#### Your instructions
Exactness is required. Restate every entry as written.

====

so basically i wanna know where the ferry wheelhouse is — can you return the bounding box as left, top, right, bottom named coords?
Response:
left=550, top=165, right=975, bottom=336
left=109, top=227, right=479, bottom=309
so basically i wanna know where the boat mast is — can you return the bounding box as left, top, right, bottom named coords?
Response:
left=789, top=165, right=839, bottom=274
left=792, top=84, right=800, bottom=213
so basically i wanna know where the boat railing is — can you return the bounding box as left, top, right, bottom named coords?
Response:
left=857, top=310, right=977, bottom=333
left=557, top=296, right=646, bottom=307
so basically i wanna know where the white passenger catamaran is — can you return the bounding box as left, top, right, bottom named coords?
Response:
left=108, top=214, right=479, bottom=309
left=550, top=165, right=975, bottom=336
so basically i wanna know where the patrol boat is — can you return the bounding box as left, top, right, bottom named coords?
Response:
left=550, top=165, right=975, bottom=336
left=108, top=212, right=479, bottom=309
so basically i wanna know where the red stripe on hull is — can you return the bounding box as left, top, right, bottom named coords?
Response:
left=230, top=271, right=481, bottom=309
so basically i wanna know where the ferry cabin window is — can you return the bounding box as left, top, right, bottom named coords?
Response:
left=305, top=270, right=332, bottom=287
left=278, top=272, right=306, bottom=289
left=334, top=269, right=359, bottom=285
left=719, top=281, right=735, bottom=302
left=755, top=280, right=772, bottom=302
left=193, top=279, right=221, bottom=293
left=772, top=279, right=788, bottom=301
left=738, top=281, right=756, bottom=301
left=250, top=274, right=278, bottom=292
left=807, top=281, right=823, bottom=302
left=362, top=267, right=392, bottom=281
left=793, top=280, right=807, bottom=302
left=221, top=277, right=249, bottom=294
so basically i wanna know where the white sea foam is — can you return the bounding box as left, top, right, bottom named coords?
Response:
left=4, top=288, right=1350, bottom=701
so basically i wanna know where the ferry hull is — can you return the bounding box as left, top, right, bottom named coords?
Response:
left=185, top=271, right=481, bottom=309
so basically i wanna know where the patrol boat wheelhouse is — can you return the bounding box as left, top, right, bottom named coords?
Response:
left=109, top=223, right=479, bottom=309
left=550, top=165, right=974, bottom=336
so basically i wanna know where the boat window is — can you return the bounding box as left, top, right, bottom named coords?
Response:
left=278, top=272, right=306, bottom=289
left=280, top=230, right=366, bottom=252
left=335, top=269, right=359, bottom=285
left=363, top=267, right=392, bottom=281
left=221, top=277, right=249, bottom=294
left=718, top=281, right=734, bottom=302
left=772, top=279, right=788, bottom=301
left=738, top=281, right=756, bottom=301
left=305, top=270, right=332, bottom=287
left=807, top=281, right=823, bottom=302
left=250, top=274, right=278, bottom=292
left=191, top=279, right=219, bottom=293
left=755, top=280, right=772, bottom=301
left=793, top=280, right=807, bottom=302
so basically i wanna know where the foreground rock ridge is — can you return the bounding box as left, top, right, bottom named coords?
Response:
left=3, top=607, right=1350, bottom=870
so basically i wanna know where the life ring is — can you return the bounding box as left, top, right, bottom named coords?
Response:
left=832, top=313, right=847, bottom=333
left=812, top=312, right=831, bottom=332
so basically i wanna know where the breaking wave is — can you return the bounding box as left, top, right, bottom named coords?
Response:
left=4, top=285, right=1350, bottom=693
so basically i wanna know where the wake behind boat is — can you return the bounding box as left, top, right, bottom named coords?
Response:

====

#### Written solution
so basically i wanna know where the ferry wheelhouse is — can you return the bounding box as left, top, right, bottom named coords?
Response:
left=550, top=165, right=975, bottom=336
left=109, top=227, right=479, bottom=309
so basically i wanna know where the boat mast is — can you return the bounding box as left, top, right, bottom named coords?
Response:
left=789, top=165, right=839, bottom=274
left=792, top=84, right=800, bottom=213
so basically i wanna know where the boat railing is — can you return the bounding box as left, top, right, bottom named coords?
Response:
left=857, top=310, right=977, bottom=333
left=557, top=296, right=646, bottom=307
so basically i wanna know where the white passenger catamaran is — can you return the bounding box as left, top, right, bottom named coords?
Response:
left=108, top=214, right=479, bottom=309
left=550, top=165, right=975, bottom=336
so basically i wanna know where the patrol boat is — can you return the bounding box as left, top, right, bottom named coords?
Response:
left=550, top=165, right=975, bottom=336
left=108, top=212, right=479, bottom=309
so basically i wanna know where the red stripe on hull is — can you return the bounding box as left, top, right, bottom named coords?
Response:
left=230, top=271, right=481, bottom=309
so basically i wanna know where the ferry cabin window is — can you return the bounding box as left, top, right, bottom named coords?
Response:
left=305, top=270, right=332, bottom=287
left=278, top=272, right=306, bottom=289
left=334, top=269, right=359, bottom=285
left=719, top=281, right=735, bottom=302
left=755, top=280, right=772, bottom=302
left=193, top=279, right=221, bottom=293
left=772, top=279, right=788, bottom=301
left=738, top=281, right=756, bottom=301
left=250, top=274, right=278, bottom=292
left=807, top=281, right=823, bottom=302
left=362, top=267, right=392, bottom=281
left=793, top=280, right=807, bottom=302
left=221, top=277, right=249, bottom=294
so basically i wanna know where the white sea foam is — can you return the bounding box as left, top, right, bottom named coords?
Response:
left=4, top=288, right=1350, bottom=701
so basically i wanna know where the ferry hull is — can you return the bounding box as left, top, right, bottom named coords?
Response:
left=185, top=271, right=481, bottom=309
so basically i wanna know where the patrol boat wheelhouse is — can you return the bounding box as left, top, right, bottom named coords?
Response:
left=109, top=223, right=479, bottom=309
left=550, top=165, right=974, bottom=336
so basically i wanna know where the boat window is — can you return the bounding box as left, top, right, bottom named coords?
Response:
left=278, top=272, right=306, bottom=289
left=280, top=230, right=366, bottom=252
left=335, top=269, right=359, bottom=285
left=363, top=267, right=392, bottom=281
left=221, top=277, right=249, bottom=294
left=718, top=281, right=734, bottom=302
left=772, top=279, right=788, bottom=301
left=738, top=281, right=756, bottom=301
left=305, top=270, right=332, bottom=287
left=807, top=281, right=823, bottom=302
left=250, top=274, right=278, bottom=292
left=191, top=279, right=219, bottom=293
left=755, top=280, right=772, bottom=301
left=793, top=280, right=807, bottom=302
so basically i wanna know where the foreground rock ridge is — can you return the bounding box as left, top, right, bottom named coords?
Response:
left=3, top=607, right=1350, bottom=870
so basically i wanna know where the life ring is — can you return the bounding box as left, top, right, bottom named coords?
Response:
left=832, top=313, right=847, bottom=333
left=812, top=312, right=831, bottom=332
so basically i wanna know where the breaking wave is — can you return the bounding box as left, top, right, bottom named coords?
Response:
left=4, top=285, right=1350, bottom=693
so basically i wanna know where the wake behind boat is — can you return the bounding box as left, top, right, bottom named coords?
Response:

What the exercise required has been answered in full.